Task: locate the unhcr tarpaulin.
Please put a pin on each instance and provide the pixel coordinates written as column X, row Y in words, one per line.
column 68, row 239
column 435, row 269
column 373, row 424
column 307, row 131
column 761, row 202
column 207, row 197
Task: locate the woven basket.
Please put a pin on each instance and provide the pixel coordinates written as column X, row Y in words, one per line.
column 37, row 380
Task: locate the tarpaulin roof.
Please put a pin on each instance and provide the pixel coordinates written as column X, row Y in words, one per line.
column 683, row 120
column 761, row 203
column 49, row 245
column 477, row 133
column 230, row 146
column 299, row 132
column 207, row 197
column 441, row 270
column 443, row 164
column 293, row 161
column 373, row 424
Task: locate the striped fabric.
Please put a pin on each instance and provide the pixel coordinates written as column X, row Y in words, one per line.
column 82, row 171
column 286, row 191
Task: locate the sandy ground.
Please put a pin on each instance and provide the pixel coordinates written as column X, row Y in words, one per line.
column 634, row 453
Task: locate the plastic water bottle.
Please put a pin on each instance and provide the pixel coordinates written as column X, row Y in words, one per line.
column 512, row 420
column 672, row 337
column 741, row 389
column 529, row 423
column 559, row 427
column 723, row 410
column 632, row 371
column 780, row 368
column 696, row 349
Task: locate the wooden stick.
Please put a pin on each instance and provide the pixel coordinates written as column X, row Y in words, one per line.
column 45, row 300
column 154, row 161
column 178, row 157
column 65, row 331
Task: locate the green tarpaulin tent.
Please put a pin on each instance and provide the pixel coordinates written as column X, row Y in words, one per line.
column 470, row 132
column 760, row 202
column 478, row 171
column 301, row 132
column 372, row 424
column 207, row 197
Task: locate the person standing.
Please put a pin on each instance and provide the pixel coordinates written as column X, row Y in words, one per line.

(Work task):
Where in the entries above does the word "locate" appear? Copy each line that has it.

(Output of the task):
Task: locate the unhcr tarpaulin.
Task: locate the woven basket.
Task: locate the tarpaulin roof.
Task: locate the striped fabric.
Task: locate the sandy ground.
Task: locate the plastic water bottle.
Task: locate the wooden stick.
Task: locate the green tarpaulin tent.
Task: locate the person standing.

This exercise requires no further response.